## DATA EXTRACTS:
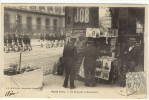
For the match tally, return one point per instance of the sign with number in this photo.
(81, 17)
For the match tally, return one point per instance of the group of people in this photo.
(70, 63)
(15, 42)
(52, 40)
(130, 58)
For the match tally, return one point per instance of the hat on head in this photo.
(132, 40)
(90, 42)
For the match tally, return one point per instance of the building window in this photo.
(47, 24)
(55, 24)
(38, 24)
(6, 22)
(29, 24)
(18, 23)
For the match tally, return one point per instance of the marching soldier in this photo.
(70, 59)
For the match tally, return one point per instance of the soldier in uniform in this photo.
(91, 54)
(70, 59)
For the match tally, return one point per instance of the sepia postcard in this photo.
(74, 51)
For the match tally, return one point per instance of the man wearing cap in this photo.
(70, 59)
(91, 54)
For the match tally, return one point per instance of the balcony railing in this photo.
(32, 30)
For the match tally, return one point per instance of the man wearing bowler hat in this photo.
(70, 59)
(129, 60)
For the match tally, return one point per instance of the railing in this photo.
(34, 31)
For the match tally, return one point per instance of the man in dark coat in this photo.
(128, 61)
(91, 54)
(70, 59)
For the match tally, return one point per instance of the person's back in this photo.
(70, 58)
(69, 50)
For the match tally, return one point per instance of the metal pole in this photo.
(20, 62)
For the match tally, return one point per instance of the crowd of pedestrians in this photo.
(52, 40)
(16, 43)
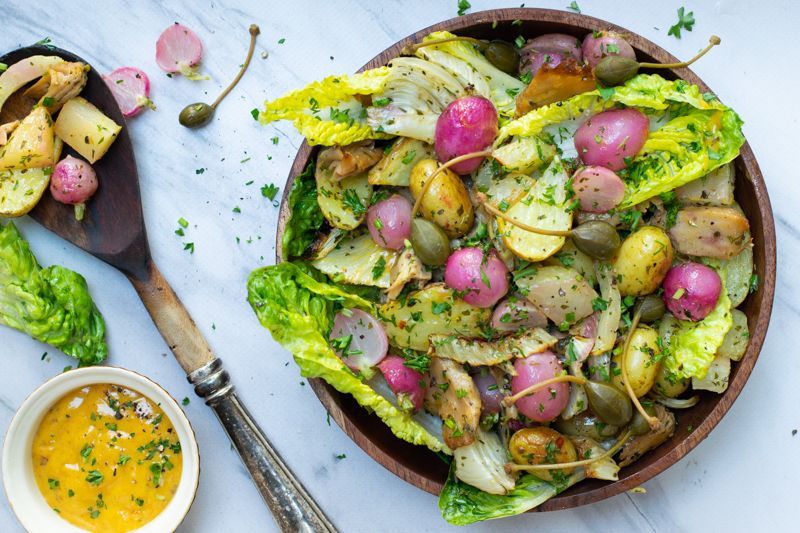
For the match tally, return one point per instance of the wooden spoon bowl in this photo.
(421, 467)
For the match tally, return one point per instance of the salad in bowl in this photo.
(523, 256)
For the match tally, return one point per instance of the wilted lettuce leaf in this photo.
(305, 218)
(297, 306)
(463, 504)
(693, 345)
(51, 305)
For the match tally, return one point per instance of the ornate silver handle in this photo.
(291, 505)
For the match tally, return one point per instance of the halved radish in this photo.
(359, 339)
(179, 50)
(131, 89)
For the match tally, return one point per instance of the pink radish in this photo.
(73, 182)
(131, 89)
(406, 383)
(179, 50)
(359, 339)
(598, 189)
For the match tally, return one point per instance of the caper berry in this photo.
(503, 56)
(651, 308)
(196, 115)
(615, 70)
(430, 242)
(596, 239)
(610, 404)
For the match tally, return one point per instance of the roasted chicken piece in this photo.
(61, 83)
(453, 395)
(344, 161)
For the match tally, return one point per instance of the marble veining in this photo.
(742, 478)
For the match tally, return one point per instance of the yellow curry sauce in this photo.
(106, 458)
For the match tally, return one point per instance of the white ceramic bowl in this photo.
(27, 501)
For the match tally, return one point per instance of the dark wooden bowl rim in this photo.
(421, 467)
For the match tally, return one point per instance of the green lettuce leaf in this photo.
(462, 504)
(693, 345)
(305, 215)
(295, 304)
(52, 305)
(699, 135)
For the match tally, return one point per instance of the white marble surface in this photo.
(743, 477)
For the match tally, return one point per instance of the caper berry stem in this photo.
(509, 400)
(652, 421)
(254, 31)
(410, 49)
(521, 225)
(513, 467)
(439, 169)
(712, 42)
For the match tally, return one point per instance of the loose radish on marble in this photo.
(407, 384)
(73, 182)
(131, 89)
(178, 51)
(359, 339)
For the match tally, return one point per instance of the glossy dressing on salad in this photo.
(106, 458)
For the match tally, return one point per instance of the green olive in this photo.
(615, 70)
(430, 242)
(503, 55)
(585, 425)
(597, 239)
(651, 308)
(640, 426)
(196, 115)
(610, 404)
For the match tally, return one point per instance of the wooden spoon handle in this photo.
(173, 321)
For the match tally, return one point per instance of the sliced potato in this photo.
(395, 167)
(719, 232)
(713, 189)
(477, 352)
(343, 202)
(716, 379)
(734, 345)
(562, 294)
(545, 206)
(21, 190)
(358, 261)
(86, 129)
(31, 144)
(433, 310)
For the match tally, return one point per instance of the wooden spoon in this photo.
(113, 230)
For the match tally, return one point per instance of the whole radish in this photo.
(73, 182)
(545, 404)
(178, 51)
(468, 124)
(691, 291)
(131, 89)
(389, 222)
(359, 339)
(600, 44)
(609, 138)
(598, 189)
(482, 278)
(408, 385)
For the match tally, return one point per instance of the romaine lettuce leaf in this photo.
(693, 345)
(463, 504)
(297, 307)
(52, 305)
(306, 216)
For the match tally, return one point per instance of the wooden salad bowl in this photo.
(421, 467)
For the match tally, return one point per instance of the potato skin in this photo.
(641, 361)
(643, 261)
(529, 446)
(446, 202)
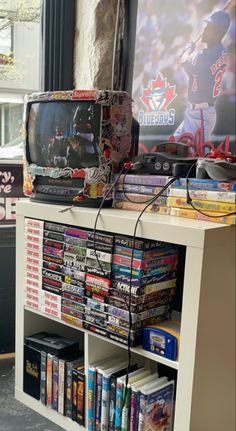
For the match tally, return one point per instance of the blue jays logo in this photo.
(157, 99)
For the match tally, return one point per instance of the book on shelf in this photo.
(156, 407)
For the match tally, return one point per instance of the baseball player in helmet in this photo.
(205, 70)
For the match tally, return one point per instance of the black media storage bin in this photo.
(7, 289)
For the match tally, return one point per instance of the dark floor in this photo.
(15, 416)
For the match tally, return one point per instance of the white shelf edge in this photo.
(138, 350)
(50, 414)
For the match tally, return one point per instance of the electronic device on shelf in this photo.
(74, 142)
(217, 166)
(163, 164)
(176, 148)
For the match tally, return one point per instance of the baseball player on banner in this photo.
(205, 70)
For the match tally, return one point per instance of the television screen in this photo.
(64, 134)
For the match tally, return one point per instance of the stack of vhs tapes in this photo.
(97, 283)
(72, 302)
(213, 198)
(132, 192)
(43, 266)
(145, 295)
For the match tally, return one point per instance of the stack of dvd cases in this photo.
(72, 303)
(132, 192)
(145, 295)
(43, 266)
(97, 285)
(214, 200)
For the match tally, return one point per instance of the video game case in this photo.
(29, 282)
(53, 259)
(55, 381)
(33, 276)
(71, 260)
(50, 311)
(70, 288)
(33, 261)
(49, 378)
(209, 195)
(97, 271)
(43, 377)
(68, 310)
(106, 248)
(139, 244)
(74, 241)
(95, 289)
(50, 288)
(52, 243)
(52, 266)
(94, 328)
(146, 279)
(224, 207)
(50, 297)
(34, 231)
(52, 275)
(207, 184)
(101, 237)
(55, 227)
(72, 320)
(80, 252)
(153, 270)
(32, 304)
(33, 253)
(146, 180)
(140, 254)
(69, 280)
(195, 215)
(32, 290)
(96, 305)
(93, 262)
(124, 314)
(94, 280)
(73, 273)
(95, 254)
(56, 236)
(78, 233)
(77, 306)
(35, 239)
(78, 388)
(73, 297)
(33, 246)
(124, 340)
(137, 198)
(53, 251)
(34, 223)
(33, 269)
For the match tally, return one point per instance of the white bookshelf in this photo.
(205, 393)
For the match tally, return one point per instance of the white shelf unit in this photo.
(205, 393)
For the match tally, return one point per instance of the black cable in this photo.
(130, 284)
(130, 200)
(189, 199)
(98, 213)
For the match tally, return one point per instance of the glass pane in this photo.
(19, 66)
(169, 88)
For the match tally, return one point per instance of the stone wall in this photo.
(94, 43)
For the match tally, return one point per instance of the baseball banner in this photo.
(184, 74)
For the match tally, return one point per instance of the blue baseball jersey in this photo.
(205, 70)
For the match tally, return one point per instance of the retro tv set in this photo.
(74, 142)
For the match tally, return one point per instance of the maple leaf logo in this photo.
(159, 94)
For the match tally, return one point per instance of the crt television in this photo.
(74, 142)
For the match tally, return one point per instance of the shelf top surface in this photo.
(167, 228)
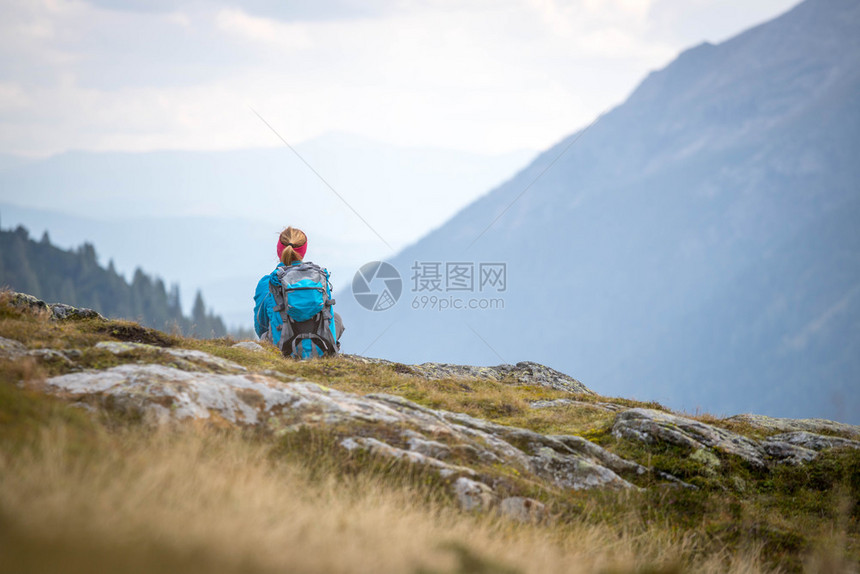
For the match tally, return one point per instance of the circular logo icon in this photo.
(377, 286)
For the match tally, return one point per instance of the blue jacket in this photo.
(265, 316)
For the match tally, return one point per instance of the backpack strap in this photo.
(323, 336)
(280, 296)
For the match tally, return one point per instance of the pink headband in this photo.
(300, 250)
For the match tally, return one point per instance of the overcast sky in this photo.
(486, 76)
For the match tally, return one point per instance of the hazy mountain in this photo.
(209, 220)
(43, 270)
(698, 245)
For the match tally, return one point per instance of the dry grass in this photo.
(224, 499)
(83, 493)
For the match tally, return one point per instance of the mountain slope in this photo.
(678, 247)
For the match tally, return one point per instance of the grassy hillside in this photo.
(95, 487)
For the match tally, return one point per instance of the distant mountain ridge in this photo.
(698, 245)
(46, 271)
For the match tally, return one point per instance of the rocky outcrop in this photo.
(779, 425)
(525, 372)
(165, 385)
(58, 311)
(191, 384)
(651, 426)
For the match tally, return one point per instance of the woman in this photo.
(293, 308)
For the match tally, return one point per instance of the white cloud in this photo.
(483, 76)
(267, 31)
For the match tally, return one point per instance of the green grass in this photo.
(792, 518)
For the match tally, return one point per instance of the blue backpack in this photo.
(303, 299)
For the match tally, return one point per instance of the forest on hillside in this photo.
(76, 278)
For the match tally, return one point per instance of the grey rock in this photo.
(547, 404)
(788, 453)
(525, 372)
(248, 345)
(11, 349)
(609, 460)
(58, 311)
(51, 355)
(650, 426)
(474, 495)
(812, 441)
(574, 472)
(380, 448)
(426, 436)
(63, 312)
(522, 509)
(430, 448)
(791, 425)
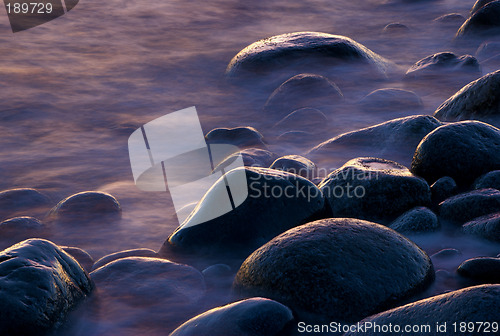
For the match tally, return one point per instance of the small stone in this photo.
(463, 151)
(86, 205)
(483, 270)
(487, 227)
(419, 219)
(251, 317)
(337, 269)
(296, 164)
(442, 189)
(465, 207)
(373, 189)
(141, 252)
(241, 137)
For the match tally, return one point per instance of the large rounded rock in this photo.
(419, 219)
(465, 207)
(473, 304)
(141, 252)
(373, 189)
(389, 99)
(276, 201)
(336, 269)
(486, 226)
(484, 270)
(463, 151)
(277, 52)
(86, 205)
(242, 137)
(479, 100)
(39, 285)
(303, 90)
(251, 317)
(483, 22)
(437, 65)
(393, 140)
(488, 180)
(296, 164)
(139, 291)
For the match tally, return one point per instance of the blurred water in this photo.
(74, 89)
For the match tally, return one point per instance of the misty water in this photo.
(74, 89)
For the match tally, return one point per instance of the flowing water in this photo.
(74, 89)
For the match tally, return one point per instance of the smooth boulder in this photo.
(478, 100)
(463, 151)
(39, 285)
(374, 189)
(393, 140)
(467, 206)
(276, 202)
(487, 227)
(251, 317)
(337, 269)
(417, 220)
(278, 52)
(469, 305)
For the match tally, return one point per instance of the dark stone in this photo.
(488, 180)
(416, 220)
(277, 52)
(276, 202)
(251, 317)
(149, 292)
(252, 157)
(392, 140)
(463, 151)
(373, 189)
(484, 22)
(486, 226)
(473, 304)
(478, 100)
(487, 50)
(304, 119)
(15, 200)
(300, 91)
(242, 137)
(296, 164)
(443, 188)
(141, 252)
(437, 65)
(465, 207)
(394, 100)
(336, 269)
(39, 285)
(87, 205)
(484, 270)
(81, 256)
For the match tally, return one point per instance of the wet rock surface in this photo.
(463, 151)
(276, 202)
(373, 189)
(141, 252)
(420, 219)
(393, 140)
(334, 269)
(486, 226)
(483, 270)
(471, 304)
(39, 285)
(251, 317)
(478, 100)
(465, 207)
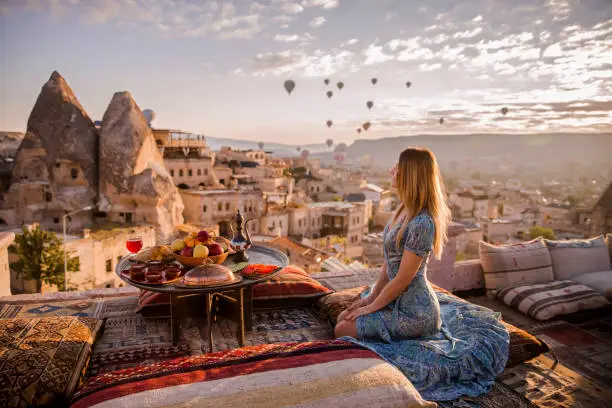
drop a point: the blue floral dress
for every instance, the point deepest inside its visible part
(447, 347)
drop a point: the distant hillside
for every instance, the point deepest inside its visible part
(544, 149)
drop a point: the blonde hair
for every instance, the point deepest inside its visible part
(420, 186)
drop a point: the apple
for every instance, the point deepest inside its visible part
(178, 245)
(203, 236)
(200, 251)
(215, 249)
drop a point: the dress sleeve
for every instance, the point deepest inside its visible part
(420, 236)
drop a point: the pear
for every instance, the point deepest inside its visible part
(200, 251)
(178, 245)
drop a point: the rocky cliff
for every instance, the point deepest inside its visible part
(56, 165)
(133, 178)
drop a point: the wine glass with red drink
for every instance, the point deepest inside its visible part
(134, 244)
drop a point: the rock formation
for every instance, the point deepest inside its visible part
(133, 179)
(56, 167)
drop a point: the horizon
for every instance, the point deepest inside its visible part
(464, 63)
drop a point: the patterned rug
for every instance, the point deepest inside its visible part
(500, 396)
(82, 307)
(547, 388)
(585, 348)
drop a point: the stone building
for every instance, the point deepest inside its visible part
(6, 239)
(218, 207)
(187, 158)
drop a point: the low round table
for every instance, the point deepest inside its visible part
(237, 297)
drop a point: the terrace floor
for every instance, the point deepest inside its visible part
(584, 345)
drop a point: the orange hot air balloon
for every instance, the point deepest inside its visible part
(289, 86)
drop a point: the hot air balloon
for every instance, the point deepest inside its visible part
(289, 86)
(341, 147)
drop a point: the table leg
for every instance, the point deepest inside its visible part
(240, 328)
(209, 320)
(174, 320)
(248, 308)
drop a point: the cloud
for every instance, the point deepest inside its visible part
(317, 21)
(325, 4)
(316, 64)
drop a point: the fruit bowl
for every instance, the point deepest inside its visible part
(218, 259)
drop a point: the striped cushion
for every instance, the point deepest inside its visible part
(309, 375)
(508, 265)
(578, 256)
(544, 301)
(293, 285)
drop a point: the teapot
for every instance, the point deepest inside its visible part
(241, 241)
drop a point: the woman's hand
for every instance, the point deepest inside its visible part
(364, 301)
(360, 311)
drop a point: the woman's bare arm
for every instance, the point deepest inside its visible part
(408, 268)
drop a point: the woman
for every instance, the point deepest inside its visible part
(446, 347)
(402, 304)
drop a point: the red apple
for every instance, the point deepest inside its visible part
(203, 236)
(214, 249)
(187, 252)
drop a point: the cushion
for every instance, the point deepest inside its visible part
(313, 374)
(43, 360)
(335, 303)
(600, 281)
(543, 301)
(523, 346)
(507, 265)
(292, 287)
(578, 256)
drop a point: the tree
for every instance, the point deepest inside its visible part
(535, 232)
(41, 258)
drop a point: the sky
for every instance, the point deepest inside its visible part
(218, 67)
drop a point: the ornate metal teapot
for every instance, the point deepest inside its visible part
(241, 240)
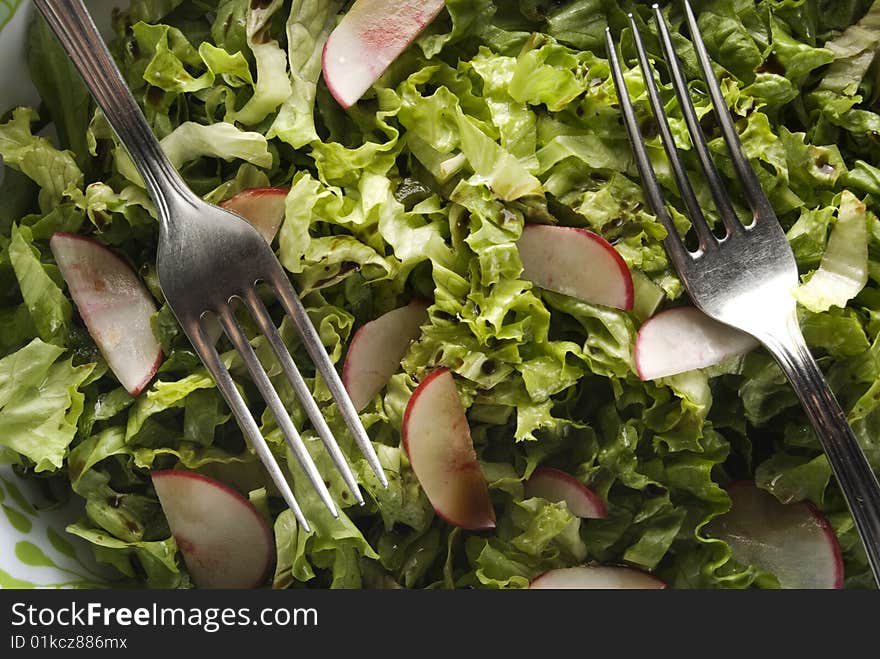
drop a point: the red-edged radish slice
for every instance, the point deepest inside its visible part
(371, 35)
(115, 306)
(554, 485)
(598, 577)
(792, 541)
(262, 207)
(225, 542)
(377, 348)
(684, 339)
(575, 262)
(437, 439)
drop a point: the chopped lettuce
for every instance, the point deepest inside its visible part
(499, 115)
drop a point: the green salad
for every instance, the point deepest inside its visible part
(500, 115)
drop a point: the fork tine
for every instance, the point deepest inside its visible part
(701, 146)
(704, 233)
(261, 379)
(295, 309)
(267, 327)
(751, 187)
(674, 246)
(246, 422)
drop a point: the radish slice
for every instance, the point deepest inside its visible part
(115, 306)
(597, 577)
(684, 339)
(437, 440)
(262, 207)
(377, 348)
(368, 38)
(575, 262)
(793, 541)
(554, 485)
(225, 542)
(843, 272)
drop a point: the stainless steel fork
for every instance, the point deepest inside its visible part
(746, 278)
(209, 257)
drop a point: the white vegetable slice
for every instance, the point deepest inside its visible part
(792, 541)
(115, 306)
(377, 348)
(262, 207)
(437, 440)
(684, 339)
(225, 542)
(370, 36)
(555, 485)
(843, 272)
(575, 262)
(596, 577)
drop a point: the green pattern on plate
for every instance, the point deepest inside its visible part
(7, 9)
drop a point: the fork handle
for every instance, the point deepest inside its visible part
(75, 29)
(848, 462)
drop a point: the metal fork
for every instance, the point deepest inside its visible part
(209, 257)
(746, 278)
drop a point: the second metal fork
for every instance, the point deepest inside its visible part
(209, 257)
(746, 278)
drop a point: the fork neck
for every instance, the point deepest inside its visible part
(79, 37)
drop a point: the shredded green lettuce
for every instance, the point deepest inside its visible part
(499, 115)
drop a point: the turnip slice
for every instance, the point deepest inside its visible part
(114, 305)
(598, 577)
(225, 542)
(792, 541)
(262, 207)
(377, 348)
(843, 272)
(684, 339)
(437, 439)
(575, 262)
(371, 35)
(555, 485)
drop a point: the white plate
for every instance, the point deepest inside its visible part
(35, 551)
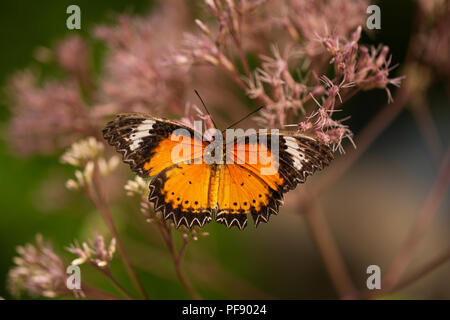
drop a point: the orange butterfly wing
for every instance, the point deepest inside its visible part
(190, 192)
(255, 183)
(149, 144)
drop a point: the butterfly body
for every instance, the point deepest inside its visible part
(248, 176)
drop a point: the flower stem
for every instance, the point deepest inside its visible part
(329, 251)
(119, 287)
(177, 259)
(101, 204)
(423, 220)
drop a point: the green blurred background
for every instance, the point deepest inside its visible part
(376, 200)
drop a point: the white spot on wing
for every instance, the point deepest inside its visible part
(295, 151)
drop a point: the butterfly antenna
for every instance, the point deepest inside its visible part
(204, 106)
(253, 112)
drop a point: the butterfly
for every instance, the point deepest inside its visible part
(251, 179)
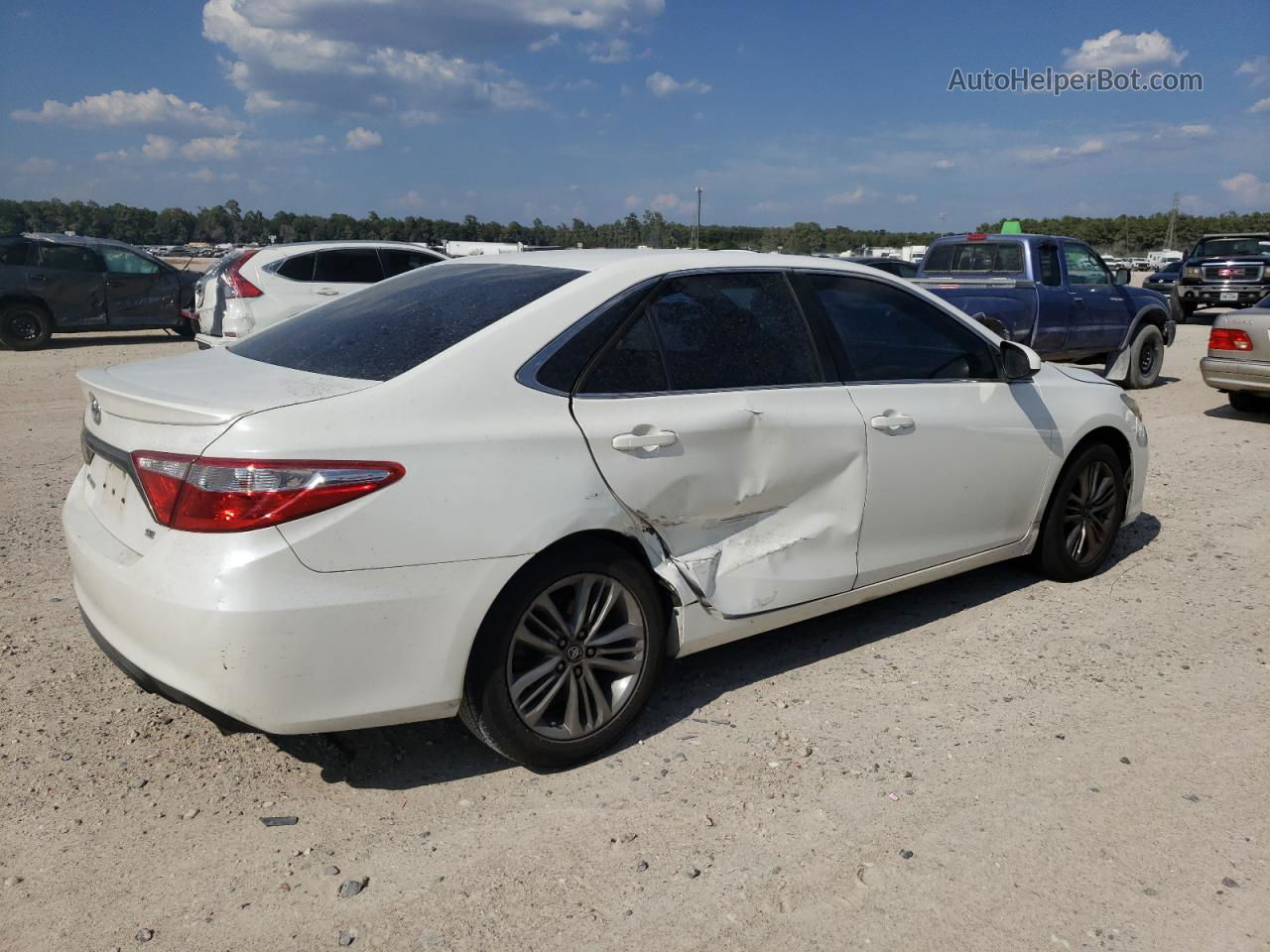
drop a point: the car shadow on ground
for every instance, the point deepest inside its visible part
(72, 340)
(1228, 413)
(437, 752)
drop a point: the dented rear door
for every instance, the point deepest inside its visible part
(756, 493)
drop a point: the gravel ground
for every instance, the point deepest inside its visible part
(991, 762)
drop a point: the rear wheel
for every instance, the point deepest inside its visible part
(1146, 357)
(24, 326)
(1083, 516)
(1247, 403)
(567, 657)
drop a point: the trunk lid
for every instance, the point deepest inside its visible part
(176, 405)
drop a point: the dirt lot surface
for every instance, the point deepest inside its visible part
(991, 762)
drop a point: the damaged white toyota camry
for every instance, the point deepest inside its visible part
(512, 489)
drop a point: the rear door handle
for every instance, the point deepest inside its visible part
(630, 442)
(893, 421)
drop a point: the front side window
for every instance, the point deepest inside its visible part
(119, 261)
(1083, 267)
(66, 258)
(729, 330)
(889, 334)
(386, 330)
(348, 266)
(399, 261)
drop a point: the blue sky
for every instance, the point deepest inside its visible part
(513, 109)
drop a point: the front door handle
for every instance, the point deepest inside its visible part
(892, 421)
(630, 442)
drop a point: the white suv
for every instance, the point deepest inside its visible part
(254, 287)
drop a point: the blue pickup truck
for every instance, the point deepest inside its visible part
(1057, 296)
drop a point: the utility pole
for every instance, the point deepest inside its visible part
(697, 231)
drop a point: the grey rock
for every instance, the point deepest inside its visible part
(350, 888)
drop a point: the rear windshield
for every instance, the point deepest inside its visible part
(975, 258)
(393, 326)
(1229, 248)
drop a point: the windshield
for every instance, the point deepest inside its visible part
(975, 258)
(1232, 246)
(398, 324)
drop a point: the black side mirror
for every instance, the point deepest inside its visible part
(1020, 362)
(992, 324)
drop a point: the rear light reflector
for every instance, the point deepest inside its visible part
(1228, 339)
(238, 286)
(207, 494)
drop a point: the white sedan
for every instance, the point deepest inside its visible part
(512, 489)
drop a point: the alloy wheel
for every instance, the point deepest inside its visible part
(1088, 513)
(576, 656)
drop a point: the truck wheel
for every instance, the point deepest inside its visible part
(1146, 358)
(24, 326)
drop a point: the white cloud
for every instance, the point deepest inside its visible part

## TASK BRIEF:
Search the records for the string "orange", and copy every line that holds it.

## WRITTEN SOLUTION:
drop a point: the orange hot air balloon
drop a point: the orange butterfly wing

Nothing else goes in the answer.